*Set problem*.
Could you write out the lines below from the very first one through the line containing "POLYGON ((305 199, 303", both included, and leave the pictures out of your answer?
-- START OF Exercise inputs --
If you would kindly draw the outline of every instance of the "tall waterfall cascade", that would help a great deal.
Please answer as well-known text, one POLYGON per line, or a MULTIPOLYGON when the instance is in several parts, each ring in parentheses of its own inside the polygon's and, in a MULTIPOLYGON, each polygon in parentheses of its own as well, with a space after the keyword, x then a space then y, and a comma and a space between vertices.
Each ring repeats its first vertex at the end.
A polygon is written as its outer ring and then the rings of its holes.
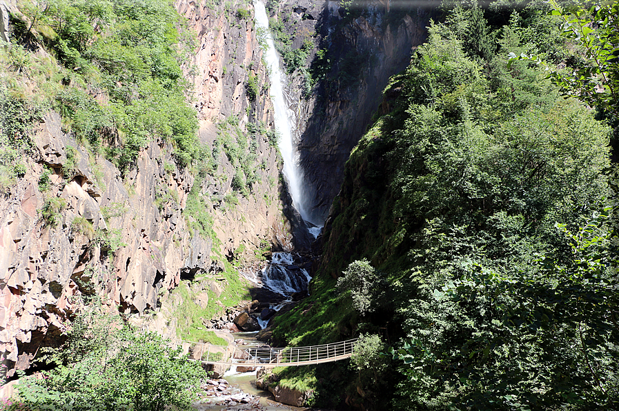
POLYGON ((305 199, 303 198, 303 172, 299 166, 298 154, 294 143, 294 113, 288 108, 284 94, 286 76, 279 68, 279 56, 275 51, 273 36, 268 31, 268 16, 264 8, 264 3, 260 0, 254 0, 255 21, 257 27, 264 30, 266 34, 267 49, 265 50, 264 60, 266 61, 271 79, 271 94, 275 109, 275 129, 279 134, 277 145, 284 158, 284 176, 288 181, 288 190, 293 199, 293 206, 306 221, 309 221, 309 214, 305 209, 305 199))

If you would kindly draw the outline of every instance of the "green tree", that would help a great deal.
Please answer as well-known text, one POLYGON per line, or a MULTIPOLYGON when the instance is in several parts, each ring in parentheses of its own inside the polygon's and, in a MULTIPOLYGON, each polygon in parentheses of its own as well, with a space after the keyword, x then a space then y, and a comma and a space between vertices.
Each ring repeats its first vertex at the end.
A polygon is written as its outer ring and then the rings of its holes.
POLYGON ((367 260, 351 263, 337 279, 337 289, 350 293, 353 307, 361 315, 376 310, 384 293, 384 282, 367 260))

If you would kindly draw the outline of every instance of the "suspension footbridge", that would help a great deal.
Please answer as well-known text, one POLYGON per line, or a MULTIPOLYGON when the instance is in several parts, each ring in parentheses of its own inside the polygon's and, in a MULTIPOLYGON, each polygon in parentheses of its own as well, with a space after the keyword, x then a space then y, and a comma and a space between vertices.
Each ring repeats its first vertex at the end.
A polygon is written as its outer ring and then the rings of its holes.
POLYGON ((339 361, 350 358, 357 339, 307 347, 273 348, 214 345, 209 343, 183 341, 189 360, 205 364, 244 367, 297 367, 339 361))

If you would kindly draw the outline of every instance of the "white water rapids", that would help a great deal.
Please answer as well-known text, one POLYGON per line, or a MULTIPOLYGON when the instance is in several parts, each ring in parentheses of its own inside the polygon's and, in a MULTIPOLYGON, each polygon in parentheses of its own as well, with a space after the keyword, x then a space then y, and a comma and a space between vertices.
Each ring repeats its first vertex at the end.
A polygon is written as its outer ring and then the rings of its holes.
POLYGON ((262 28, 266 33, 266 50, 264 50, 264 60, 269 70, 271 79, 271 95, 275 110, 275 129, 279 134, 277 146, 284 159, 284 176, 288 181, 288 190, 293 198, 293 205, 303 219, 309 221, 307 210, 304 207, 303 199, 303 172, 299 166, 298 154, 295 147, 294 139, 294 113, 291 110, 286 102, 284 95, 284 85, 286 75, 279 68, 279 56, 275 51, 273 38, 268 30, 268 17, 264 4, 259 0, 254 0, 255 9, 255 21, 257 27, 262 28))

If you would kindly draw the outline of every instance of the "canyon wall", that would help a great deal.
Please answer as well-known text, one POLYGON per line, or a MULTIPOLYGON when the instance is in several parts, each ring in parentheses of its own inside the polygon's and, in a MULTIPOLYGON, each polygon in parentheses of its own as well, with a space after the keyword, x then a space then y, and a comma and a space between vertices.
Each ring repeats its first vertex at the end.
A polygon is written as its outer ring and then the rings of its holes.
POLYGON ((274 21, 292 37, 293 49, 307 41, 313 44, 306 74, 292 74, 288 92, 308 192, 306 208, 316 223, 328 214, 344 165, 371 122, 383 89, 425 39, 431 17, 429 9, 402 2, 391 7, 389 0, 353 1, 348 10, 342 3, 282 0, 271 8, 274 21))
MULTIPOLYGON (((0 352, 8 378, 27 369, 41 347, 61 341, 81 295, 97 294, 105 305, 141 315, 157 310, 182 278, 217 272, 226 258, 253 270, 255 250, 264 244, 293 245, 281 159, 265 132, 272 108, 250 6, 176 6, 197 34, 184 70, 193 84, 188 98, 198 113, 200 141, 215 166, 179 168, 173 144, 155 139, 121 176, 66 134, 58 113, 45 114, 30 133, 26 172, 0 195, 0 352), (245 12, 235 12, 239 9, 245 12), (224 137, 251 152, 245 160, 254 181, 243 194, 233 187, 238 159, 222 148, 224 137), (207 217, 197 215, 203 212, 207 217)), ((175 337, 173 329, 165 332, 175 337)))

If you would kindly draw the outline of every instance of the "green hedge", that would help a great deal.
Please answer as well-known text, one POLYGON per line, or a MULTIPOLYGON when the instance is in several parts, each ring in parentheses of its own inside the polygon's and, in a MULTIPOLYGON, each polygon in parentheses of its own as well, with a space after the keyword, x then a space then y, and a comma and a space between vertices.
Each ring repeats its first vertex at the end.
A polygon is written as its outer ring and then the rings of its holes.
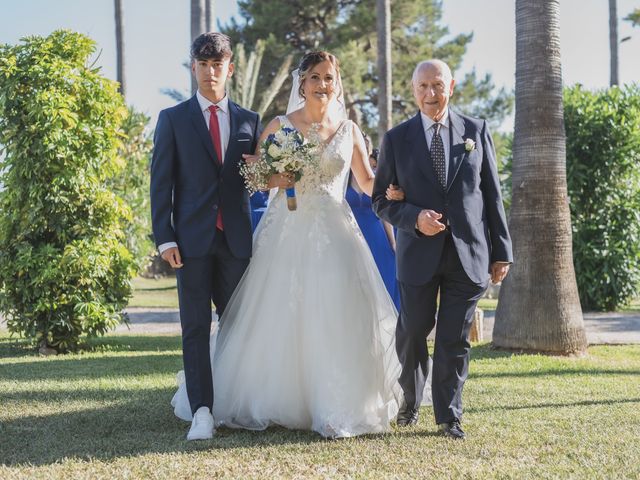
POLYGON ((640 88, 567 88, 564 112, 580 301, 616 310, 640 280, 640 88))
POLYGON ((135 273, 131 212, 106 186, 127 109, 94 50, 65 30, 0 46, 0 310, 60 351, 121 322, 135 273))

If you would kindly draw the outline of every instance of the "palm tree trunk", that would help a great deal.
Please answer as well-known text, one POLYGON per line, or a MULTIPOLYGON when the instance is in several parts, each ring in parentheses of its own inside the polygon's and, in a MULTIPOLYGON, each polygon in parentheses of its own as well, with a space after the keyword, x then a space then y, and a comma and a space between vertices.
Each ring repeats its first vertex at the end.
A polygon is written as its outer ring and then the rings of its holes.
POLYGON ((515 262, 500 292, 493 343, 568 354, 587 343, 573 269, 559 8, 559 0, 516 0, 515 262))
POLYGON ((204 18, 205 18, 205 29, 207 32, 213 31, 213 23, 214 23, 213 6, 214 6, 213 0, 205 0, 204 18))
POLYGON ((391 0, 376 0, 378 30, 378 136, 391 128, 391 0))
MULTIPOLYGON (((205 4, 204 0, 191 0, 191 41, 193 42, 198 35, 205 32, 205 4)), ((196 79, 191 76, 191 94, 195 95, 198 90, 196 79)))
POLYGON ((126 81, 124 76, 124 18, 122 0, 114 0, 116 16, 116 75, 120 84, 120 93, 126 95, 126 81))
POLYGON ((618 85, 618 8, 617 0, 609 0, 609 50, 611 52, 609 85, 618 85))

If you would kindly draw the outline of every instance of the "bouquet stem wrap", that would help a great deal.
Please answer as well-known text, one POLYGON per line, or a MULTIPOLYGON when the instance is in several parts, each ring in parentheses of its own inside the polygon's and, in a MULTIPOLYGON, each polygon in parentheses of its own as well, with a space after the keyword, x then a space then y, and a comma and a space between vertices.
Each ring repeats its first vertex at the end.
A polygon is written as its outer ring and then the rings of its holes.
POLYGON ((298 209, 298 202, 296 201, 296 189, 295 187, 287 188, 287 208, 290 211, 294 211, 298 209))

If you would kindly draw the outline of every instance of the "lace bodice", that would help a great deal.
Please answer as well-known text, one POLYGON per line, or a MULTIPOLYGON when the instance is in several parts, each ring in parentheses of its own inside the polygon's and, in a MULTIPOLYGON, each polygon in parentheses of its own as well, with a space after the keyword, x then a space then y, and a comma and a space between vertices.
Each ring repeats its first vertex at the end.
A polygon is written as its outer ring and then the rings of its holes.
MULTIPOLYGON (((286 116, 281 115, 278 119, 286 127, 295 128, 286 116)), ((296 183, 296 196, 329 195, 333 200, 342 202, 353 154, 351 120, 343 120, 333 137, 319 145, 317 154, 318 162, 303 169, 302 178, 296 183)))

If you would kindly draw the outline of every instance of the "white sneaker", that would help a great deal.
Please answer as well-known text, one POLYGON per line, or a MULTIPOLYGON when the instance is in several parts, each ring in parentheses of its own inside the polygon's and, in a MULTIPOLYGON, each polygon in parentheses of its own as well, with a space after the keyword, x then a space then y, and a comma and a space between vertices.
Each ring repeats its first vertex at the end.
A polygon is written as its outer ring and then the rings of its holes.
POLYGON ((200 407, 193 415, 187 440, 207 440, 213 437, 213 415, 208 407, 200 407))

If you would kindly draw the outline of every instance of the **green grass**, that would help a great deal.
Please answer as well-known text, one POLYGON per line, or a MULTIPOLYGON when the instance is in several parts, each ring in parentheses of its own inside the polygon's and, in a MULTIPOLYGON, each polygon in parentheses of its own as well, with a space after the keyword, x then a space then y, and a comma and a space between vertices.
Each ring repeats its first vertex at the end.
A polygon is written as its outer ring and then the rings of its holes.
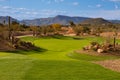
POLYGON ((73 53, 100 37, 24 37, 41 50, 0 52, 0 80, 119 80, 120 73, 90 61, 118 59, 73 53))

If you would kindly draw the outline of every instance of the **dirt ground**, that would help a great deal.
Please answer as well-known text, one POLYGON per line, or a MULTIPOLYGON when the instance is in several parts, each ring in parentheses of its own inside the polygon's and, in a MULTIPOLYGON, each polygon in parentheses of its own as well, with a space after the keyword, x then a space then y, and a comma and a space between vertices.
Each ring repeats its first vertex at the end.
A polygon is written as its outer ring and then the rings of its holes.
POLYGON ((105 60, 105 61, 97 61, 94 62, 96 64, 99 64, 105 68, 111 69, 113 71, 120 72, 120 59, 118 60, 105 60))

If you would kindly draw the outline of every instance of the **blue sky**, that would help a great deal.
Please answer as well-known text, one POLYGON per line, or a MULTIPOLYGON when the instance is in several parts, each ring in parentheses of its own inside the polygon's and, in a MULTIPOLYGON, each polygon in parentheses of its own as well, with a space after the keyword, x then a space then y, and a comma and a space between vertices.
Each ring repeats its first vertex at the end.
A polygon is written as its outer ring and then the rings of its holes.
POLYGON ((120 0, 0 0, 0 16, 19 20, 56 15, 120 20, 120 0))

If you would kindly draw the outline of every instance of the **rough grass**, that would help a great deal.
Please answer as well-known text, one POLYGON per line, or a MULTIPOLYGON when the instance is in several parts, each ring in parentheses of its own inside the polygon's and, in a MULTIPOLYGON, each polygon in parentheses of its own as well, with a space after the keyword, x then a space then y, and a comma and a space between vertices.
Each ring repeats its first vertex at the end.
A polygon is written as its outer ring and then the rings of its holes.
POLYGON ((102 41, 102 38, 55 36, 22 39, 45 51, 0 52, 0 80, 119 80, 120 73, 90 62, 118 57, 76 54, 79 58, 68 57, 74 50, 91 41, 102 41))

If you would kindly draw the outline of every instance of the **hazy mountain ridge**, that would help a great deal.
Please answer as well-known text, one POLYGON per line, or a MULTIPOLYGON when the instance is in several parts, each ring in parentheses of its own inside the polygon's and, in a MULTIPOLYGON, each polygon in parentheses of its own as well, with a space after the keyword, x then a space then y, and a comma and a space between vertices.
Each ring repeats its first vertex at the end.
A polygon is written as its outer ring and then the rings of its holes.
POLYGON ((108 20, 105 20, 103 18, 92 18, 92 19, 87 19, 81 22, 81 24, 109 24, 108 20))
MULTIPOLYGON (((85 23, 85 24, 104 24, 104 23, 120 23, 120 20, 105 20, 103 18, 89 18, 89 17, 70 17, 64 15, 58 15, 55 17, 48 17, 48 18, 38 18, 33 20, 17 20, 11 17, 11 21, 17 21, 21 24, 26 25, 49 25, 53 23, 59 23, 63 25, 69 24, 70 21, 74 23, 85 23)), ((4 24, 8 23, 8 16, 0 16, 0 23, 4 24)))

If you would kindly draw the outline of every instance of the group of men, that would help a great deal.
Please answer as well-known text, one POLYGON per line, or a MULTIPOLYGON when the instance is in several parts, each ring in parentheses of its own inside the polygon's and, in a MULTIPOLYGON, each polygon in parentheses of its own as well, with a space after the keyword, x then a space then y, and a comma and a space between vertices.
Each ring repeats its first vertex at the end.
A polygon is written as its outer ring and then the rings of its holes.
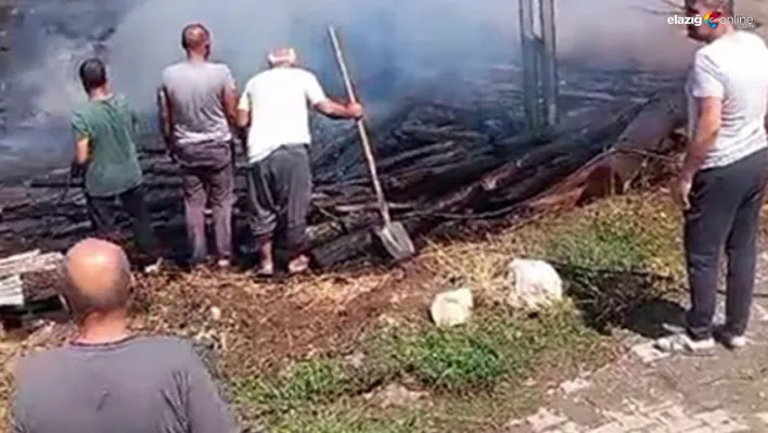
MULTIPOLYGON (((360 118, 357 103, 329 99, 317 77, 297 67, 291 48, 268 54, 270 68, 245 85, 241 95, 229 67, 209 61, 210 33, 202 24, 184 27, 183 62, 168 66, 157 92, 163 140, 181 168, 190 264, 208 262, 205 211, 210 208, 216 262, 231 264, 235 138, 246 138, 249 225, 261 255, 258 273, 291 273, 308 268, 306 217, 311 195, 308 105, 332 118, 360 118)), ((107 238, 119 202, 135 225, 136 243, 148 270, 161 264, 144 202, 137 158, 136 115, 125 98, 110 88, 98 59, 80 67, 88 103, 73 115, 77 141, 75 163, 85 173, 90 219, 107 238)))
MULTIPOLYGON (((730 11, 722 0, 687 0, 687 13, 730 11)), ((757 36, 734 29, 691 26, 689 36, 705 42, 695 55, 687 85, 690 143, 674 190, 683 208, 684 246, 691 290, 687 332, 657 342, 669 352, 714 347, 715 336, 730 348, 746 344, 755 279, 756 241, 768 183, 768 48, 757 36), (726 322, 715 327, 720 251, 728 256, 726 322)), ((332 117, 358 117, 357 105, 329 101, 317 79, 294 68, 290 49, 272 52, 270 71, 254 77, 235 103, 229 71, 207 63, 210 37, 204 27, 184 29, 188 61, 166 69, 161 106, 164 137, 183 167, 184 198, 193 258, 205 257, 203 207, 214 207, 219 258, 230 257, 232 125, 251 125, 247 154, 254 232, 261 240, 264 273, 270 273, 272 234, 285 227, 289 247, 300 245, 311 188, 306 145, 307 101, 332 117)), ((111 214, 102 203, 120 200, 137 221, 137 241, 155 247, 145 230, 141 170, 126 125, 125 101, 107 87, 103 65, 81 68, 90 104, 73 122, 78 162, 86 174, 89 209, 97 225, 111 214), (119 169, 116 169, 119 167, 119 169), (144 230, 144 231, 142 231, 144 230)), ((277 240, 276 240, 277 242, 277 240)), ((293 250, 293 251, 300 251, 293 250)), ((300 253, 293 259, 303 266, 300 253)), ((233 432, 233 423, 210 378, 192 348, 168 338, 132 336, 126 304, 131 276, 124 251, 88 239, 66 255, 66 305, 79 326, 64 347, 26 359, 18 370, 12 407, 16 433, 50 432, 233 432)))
-- END OF Exercise inputs --
*In response*.
If you would kindly draw the outline of every instance of the "tall waterfall cascade", that would help a great deal.
Please answer as well-known text, one POLYGON per line, or a MULTIPOLYGON when the instance is in several parts, each ring in parentheses of its own inside the polygon's and, in a MULTIPOLYGON, each polygon in parentheses of its own as well, with a space after the keyword, x then a space then y, and a comma and a space between vertices.
Each ring repeats its first vertex at the end.
A polygon is written as its outer ring and then the rings of its holes.
POLYGON ((305 199, 303 198, 303 172, 299 166, 298 154, 294 143, 294 113, 288 108, 284 94, 286 76, 279 68, 279 56, 275 51, 273 36, 268 31, 268 16, 264 8, 264 3, 260 0, 254 0, 255 21, 257 27, 264 30, 266 34, 267 49, 265 50, 264 60, 266 61, 271 79, 271 94, 275 109, 275 129, 279 134, 277 145, 284 158, 284 176, 288 181, 288 190, 293 199, 293 206, 306 221, 309 221, 309 214, 305 209, 305 199))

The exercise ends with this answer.